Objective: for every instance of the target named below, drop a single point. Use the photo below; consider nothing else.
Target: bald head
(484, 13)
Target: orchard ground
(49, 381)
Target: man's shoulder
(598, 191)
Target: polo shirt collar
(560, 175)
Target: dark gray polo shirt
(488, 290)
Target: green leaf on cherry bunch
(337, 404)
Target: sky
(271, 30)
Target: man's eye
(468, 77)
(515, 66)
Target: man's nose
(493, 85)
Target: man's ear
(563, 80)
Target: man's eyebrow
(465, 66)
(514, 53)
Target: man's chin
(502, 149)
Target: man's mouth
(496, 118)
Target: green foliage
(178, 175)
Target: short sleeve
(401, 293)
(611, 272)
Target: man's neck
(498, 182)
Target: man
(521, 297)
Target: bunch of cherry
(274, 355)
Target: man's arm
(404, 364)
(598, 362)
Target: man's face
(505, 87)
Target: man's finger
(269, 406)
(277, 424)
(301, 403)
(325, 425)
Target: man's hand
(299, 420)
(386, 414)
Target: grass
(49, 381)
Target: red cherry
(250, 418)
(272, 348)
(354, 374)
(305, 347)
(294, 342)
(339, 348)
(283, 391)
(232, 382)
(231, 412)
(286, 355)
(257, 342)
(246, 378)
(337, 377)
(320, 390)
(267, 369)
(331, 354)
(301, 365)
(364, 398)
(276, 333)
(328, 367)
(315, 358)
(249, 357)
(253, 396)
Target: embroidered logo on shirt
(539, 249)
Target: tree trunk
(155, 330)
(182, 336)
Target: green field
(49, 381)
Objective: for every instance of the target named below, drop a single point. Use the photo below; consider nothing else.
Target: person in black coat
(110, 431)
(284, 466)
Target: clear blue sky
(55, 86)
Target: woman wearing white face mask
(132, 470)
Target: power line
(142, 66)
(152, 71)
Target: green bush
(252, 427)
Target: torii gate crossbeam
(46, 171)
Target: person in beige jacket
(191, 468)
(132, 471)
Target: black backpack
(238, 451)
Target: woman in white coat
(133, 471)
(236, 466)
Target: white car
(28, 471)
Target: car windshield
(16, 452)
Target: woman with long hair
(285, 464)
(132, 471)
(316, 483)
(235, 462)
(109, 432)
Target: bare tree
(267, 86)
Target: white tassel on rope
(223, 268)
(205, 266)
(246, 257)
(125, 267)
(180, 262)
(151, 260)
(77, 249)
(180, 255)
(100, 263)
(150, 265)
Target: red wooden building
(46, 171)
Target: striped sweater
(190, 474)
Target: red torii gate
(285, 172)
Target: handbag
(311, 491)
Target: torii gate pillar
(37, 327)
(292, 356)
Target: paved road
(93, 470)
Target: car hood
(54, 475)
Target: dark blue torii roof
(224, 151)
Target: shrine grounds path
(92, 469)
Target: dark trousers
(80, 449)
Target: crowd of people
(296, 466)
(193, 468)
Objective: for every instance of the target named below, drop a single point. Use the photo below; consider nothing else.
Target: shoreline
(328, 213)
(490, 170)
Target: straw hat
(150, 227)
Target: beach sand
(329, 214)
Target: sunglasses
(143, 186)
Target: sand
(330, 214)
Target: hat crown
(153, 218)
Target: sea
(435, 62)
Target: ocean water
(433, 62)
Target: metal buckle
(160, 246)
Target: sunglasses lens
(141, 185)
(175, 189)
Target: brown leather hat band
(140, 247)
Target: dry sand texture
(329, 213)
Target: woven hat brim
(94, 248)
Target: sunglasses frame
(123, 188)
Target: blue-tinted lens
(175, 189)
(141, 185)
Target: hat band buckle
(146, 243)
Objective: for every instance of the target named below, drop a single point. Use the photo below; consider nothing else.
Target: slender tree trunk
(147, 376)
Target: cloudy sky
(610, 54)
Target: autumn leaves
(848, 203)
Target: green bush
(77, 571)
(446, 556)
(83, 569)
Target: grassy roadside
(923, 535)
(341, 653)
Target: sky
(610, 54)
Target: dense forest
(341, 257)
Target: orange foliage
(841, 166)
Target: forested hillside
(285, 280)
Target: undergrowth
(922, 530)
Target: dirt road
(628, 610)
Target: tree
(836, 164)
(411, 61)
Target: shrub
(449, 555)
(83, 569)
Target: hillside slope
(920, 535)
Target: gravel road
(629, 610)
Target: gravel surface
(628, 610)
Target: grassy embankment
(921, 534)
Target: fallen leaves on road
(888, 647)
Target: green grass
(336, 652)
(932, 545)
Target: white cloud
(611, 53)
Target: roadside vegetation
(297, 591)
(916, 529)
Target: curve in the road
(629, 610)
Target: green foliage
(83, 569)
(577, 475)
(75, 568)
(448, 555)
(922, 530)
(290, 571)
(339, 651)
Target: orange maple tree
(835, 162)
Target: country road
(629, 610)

________________________________________

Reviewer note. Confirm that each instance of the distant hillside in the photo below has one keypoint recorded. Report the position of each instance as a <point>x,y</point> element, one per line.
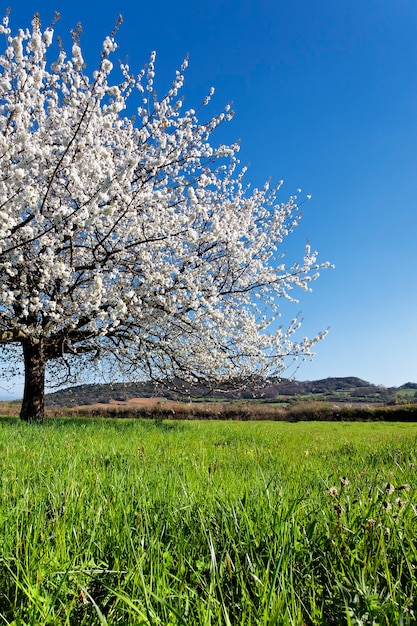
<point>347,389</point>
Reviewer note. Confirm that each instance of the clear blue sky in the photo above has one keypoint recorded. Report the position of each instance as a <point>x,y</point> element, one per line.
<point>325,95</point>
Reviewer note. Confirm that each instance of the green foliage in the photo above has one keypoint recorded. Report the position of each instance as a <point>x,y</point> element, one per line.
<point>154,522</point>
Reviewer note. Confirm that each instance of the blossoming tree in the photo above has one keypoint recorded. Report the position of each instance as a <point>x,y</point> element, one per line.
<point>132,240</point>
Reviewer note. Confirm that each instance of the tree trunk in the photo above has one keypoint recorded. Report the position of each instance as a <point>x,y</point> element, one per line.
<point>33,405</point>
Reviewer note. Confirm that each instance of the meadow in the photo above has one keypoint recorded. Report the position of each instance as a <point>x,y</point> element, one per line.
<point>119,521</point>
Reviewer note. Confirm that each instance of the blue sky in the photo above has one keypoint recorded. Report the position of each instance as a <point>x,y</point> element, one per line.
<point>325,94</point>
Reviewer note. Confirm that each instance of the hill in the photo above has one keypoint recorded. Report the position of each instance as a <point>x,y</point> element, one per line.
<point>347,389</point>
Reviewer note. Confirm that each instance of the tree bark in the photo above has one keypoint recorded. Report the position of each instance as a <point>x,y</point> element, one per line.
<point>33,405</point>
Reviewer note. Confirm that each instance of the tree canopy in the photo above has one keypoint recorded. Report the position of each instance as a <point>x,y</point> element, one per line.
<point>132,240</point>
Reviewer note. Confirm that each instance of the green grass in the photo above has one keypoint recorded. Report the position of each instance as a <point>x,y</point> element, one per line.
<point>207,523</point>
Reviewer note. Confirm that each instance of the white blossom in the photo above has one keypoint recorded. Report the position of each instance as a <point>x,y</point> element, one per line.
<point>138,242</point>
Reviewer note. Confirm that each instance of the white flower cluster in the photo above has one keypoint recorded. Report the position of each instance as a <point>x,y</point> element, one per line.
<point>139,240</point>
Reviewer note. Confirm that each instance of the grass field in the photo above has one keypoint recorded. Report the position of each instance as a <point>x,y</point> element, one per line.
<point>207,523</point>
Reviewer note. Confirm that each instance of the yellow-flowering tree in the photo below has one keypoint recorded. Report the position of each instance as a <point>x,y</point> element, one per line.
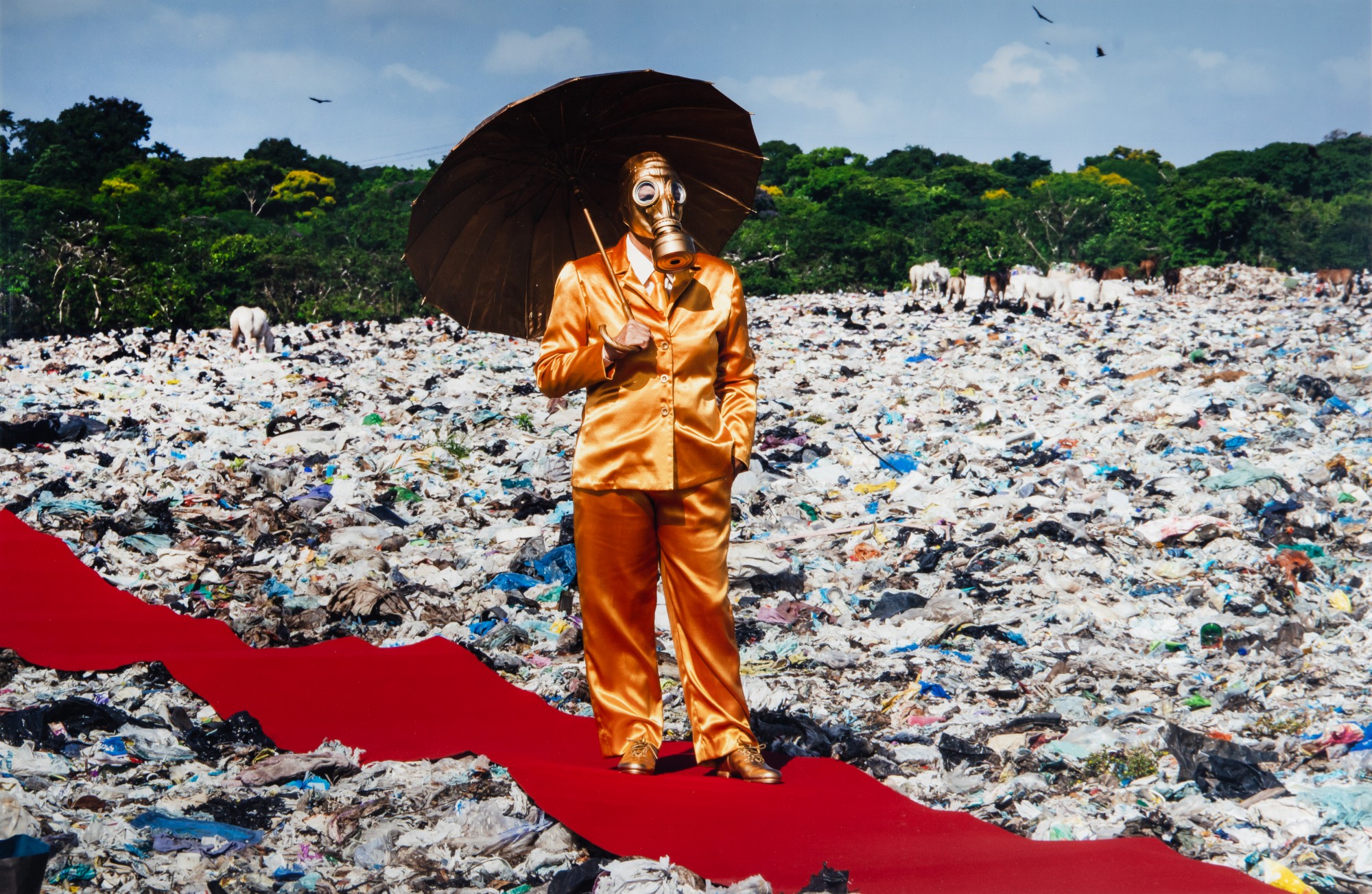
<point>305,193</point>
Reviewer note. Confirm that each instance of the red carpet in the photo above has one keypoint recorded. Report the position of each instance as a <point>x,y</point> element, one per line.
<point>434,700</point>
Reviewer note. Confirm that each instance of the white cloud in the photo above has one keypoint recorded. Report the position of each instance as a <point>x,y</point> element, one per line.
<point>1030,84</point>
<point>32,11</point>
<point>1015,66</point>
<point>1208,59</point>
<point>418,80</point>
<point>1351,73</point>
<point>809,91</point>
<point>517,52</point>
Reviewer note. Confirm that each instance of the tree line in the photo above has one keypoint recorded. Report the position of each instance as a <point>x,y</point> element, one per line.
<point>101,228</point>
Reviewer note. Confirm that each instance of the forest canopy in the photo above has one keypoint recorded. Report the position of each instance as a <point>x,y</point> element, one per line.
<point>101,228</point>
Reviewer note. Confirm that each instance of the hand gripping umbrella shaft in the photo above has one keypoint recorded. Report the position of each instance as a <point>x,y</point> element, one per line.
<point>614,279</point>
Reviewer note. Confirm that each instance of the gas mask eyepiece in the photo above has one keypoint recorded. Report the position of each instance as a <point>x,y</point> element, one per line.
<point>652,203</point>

________________________________________

[SHORT EXERCISE] Render as a numbered list, leaving out blank lines, the records from the line with "Reviewer note. Confirm that each instance of the hand" up to and including the line with "<point>614,279</point>".

[TASK SOLUTION]
1. Reviewer note. Confirm that each instance of the hand gripping umbrella shaft in the photo above has one keypoint recorded. Report the position of each instance as a <point>x,y</point> element, one per line.
2. <point>614,279</point>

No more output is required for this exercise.